**INSTRUCTIONS TO FOLLOW:** Using the text on LLM debt below, list everything it says integrating LLMs where they are unnecessary adds to systems.

**DOCUMENT EXCERPT:**
Have you noticed how half the posts on LinkedIn these days feel like they were written by an LLM – too many words for too little substance? Or how product roadmaps suddenly include “AI features” that nobody asked for, just because it sounds good in a pitch deck? Or those meetings where someone suggests “let’s use GPT for this,” when a simple SQL query, an if-statement, or a much simpler ML model would do the job?
Laurence Tratt recently coined the term LLM inflation to describe how humans use LLMs to expand simple ideas into verbose prose, only for others to shrink them back down. That concept got me thinking about a related phenomenon: LLM debt.
LLM debt is the growing cost of misusing LLMs — by adding them where they don’t belong and neglecting them where they could help.
We’re all familiar with technical debt, product debt, and design debt1 — the shortcuts or missed opportunities that slow us down over time. Similarly, organizations are quietly accumulating LLM debt.
So, what does LLM debt look like in practice? It’s a double-edged liability:
- Overuse: Integrating LLMs where they’re unnecessary adds latency, complexity, cost, and stochasticity to systems that could be simpler, faster, and more reliable without them. For example, sending every API request through a multimillion-parameter model when a simple regex or deterministic logic would suffice.
- Underuse: Failing to adopt LLM-based tools where they could genuinely help results in wasted effort and missed opportunities. Think of teams manually triaging support tickets, writing repetitive documentation, or analyzing text data by hand when an LLM could automate much of the work.

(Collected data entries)
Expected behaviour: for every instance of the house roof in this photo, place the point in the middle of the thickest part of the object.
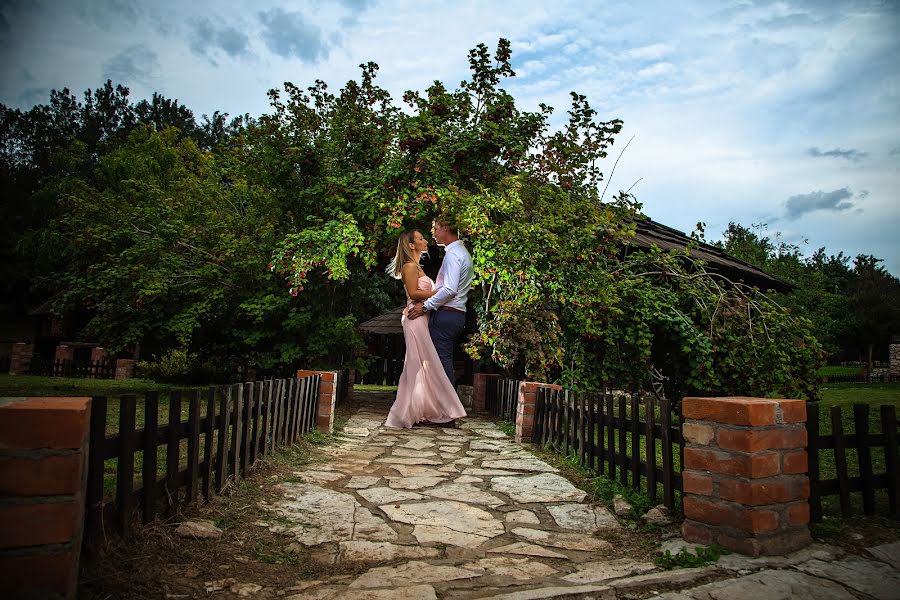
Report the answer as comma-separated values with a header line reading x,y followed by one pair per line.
x,y
385,324
650,233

**OUTPUT OF THE EXERCISE:** Latency, complexity, cost, stochasticity